Records from a point annotation dataset
▽
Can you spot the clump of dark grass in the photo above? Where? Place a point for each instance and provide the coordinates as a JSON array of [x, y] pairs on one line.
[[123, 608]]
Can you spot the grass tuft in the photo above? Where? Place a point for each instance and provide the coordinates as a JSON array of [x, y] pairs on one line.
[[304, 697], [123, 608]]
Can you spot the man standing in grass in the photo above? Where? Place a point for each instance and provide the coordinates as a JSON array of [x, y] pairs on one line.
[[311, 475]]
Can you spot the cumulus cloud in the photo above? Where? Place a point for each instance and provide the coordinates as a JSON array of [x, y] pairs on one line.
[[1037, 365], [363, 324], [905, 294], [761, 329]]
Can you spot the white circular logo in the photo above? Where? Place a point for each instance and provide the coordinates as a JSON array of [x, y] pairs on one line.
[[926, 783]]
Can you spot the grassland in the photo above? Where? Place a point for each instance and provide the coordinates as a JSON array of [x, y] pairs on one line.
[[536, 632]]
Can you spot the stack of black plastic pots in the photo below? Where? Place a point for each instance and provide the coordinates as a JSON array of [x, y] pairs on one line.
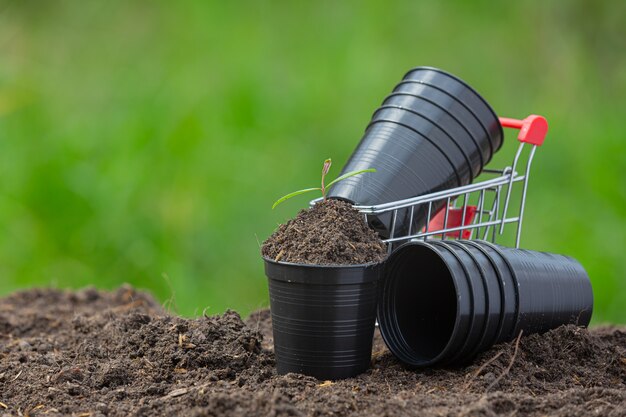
△
WHAT YOU ARE ASKED TO DO
Please retype every record above word for word, leaving the pictures out.

SOLVED PROBLEM
Can you spot the clump of dark grass in the photo above? Where? Place a point for each instance and provide the coordinates as a JSON array of [x, y] pairs on one line.
[[123, 608]]
Can you spot the grass tuft in the photo above? Where? Place a point for each instance and provide the coordinates as a JSON array of [x, y] pairs on one line.
[[304, 697], [123, 608]]
Can you spot the man standing in grass in the photo above? Where? Place a point for each instance and provide the coordinates as a JSON array of [x, y] pairs on one line.
[[311, 475]]
Can you spot the cumulus cloud in the photo above? Where? Place a point for each instance and provide the coordinates as a JSON array of [x, y] pairs on one line.
[[1037, 365], [363, 324], [905, 294], [761, 329]]
Can you spot the white circular logo in the photo above? Where? Place a point for each instance and provide the coordinates as a JSON array of [x, y] pairs on one line.
[[926, 783]]
Can you spot the grassland in the photo above? Where? Place a point for each instance and provide the coordinates as a JSON array of [x, y] pairs on one line.
[[536, 632]]
Can you spot the stack of black plastic pots in the photo below? Where? Place a point for each instance and provide the coordinates as a JSON array of [x, y] pairs on one line.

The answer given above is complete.